[Given records]
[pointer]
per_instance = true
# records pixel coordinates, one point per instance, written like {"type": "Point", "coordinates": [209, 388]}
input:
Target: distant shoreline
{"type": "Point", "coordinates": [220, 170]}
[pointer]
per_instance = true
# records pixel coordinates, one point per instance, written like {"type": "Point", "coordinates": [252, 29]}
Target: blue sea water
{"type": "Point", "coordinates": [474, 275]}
* * *
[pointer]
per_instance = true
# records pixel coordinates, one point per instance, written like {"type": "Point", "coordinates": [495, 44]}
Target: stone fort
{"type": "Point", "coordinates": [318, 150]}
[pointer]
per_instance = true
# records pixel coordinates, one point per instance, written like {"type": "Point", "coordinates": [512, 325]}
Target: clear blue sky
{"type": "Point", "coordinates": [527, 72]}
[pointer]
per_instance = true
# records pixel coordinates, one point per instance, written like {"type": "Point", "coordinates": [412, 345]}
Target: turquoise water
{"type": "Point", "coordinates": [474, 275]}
---
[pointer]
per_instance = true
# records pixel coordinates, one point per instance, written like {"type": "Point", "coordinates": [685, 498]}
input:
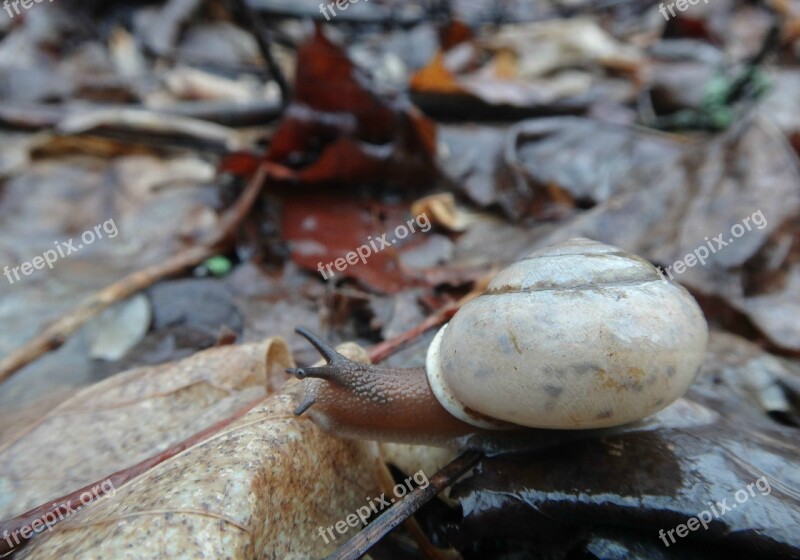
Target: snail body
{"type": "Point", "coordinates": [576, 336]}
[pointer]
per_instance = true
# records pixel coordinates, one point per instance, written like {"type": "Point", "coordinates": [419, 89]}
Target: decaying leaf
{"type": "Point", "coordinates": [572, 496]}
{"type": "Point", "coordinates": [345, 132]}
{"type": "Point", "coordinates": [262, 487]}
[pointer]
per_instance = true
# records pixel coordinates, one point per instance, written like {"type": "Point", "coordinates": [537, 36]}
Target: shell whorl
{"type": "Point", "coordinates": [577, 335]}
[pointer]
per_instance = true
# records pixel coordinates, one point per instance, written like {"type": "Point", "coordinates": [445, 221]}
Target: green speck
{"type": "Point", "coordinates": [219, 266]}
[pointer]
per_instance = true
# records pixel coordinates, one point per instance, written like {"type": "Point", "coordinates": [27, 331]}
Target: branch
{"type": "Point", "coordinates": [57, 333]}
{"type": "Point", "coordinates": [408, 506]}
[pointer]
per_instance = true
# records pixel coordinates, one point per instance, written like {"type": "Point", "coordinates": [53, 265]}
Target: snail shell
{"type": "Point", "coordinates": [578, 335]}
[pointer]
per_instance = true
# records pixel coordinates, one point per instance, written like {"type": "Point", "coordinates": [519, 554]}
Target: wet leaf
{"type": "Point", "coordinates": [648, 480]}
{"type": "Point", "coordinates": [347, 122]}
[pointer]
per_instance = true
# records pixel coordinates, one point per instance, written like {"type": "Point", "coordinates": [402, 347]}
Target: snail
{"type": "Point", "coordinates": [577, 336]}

[Requirement] Locate each line in the records above that contains the string "leaf" and copy every such line in full.

[Reply]
Target: decaying leaf
Target: wet leaf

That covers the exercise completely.